== Job ==
Copy the records below word for word, from the line containing "Detect girl's finger." through the line containing "231;158;379;310", with both of those lines included.

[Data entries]
......
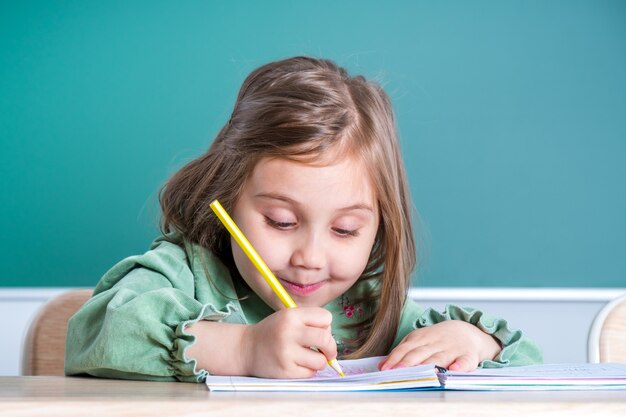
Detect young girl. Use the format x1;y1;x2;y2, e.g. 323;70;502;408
65;57;541;381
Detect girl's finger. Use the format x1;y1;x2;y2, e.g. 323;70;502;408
414;352;454;368
381;345;438;371
448;355;478;372
297;327;337;360
295;349;327;378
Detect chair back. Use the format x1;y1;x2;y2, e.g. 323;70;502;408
588;294;626;363
22;289;93;375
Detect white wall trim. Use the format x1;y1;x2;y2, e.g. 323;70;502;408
409;287;626;302
0;287;626;302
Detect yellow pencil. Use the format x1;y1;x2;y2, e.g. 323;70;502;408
210;200;344;376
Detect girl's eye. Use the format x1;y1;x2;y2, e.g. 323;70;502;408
333;227;359;237
265;216;296;230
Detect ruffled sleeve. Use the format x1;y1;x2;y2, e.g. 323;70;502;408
394;300;543;368
65;234;234;382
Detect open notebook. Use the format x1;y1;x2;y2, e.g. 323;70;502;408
206;357;626;391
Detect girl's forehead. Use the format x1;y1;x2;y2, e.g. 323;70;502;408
246;157;376;206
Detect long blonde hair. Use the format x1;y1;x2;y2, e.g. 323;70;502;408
159;57;416;357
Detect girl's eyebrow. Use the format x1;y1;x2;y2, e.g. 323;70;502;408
254;192;374;213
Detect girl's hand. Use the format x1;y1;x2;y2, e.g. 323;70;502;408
241;307;337;378
378;320;501;371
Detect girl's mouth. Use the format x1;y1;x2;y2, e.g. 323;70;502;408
279;278;327;296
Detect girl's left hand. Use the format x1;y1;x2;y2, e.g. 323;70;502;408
378;320;501;371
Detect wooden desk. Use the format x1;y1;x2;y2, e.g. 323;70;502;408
0;376;626;417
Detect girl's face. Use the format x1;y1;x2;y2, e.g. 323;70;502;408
231;158;379;310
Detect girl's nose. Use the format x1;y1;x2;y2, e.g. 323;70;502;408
291;233;326;269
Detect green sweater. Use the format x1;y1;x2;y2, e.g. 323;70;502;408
65;236;542;382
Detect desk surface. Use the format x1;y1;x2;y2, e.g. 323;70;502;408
0;376;626;417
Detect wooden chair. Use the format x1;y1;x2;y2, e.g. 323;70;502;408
587;294;626;363
22;289;93;375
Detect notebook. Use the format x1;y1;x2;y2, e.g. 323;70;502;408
206;356;626;391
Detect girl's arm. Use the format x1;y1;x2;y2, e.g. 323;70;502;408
381;300;543;370
185;307;337;378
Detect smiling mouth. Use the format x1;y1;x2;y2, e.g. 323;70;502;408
279;278;327;295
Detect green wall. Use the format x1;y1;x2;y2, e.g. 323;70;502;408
0;0;626;287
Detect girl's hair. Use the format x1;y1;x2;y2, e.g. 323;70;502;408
159;57;416;358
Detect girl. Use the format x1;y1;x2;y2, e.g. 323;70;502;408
65;57;541;381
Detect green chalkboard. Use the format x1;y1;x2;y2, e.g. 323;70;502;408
0;0;626;287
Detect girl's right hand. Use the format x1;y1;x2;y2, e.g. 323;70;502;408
241;307;337;378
......
== Answer to the problem ==
Detect girl's finger. Use the format x1;y1;x2;y2, e.g. 323;70;502;408
414;352;454;368
381;345;438;371
448;355;478;372
297;327;337;360
295;349;327;378
Detect chair back. Use the format x1;y1;x2;y2, e.g. 323;70;502;408
588;294;626;363
22;289;93;375
Detect white wall trim. Use the format x1;y1;x2;y2, e.g. 323;70;502;408
409;287;626;302
0;287;626;302
Detect yellow pencil. Use the format x1;y1;x2;y2, e.g. 323;70;502;408
210;200;344;376
Detect girl's eye. Use the format x1;y1;x2;y2, e.g. 323;70;502;408
333;227;359;237
265;216;296;230
Detect ruffled sleeve. Use the format x1;y1;x2;y2, e.g. 323;70;502;408
394;300;543;368
65;234;234;382
Detect open notebook. Use the format x1;y1;x2;y2, e.g. 323;70;502;408
206;357;626;391
Detect girl's forehead. Use the format x1;y1;x2;y2, e.g. 323;70;502;408
246;157;376;206
Detect long blonde hair. Use the format x1;y1;x2;y2, e.g. 323;70;502;408
159;57;416;357
Detect girl's eyebrow. Use the format x1;y1;x2;y2, e.g. 323;70;502;408
254;192;374;213
Detect girl's hand. Use the format x1;y1;x2;y2, e.g. 323;70;502;408
241;307;337;378
378;320;501;371
Detect girl's mouth. Use the format x1;y1;x2;y2, e.g. 323;70;502;408
279;278;327;296
Detect girl's left hand. Use the format x1;y1;x2;y2, e.g. 323;70;502;408
378;320;501;371
Detect wooden desk. Use the format x1;y1;x2;y2, e.g. 323;70;502;408
0;376;626;417
Detect girl's face. Use the format x1;y1;x2;y2, e.g. 323;70;502;408
231;158;379;310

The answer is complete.